**Records**
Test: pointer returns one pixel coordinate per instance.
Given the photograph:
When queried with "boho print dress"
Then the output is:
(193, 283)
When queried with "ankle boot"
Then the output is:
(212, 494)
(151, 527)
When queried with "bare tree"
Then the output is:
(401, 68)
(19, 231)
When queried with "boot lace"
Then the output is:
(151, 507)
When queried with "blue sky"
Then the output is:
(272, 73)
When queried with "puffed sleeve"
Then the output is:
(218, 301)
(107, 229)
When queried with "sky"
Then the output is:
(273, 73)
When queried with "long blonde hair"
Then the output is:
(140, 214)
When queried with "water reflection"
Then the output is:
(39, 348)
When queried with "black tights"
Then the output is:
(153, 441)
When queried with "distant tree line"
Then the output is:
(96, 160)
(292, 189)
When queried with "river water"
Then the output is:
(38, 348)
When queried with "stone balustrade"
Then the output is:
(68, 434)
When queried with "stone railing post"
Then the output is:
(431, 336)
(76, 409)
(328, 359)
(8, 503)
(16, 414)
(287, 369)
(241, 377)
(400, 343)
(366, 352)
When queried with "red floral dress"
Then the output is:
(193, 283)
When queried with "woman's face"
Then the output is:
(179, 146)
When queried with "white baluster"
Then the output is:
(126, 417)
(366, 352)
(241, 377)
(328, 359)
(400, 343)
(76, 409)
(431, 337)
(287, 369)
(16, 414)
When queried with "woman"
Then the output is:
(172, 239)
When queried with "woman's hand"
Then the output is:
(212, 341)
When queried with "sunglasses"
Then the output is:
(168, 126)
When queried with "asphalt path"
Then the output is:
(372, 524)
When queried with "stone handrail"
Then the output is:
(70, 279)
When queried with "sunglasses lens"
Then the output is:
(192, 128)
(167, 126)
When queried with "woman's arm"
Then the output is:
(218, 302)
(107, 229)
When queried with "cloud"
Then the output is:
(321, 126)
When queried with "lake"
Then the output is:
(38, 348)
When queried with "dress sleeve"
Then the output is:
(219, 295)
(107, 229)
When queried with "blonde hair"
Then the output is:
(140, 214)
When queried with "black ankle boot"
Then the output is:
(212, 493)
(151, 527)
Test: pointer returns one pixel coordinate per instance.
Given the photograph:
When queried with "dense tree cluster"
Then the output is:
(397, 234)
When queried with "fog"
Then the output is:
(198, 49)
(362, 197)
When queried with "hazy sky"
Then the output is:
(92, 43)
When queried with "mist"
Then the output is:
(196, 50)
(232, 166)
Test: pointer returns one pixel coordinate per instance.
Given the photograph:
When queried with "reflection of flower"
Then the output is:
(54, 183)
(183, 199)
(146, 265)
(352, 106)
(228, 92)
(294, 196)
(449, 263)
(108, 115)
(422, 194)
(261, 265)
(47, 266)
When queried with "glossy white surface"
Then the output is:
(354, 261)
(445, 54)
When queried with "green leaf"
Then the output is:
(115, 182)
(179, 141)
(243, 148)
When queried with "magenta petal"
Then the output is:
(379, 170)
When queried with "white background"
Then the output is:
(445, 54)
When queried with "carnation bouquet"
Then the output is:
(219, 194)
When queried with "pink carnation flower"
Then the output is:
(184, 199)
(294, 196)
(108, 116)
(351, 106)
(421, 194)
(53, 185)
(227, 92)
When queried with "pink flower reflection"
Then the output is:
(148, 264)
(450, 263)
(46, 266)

**What is expected**
Your task is to extract all of the records exactly.

**Response below**
Test: pointer returns one pixel coordinate per instance.
Given the photograph:
When queried with "boho print dress"
Then the output is:
(193, 283)
When queried with "ankle boot"
Then the output is:
(212, 494)
(151, 527)
When queried with "bare tree"
Then the output is:
(401, 68)
(19, 231)
When queried with "boot lace"
Then the output is:
(151, 507)
When queried with "blue sky"
Then the output is:
(272, 73)
When queried with "puffed sleeve"
Then the output is:
(218, 301)
(107, 229)
When queried with "sky"
Then the output is:
(273, 73)
When queried with "long blonde hair"
Then the output is:
(140, 214)
When queried with "water reflection"
Then the output is:
(39, 348)
When queried with "black tights"
Then the output is:
(153, 441)
When queried with "distant tree line"
Then the output is:
(96, 160)
(292, 189)
When queried with "river water"
Then the output is:
(38, 348)
When queried with "stone balustrade"
Then the output is:
(68, 434)
When queried with "stone railing post"
Then the output is:
(431, 336)
(76, 409)
(328, 359)
(8, 503)
(16, 414)
(287, 369)
(241, 377)
(400, 343)
(366, 352)
When queried with "red floral dress"
Then the output is:
(193, 283)
When queried with "woman's face"
Then the output is:
(179, 146)
When queried with "white baluster"
Then the output is:
(126, 417)
(366, 352)
(241, 377)
(328, 359)
(400, 343)
(76, 409)
(431, 337)
(287, 369)
(16, 414)
When queried with "woman"
Then the output is:
(172, 239)
When queried with "woman's hand"
Then the output is:
(212, 341)
When queried with "sunglasses"
Then the output is:
(168, 126)
When queried with "asphalt path"
Then the output is:
(372, 524)
When queried with "stone handrail"
Then the output is:
(70, 279)
When queried with "sunglasses lens"
Then the output is:
(192, 128)
(167, 126)
When queried with "woman's arm"
Then the output is:
(218, 302)
(107, 229)
When queried with "cloud"
Then the output is:
(321, 126)
When queried with "lake"
Then the output is:
(38, 348)
When queried with "dress sleeve"
Then the output is:
(219, 295)
(107, 229)
When queried with "blonde hair"
Then the output is:
(140, 214)
When queried with "black ankle boot"
Then the output is:
(212, 493)
(151, 527)
Test: pointer returns one pixel coordinate per instance.
Given the photograph:
When queried with "dense tree cluster"
Then the output is:
(397, 234)
When queried with "fog"
Then the output is:
(198, 49)
(362, 197)
When queried with "hazy sky"
Then the output is:
(92, 43)
When queried with "mist"
Then the output is:
(196, 50)
(232, 166)
Test: pointer returns one pixel coordinate per instance.
Given the photograph:
When queried with "reflection of flower"
Then the output is:
(54, 183)
(183, 199)
(146, 265)
(352, 106)
(228, 92)
(294, 196)
(449, 263)
(108, 115)
(422, 194)
(261, 265)
(47, 266)
When queried with "glossy white surface"
Then the output is:
(354, 261)
(445, 54)
When queried with "green leaf"
Then the output is:
(115, 182)
(179, 141)
(243, 148)
When queried with "magenta petal"
Then the output is:
(379, 170)
When queried with "white background"
Then the output is:
(445, 54)
When queried with "carnation bouquet"
Then the output is:
(219, 194)
When queried with "pink carnation flower"
Then the output is:
(184, 199)
(294, 196)
(108, 116)
(351, 106)
(421, 194)
(53, 185)
(227, 92)
When queried with "pink flower reflection"
Then the output is:
(148, 264)
(450, 263)
(46, 266)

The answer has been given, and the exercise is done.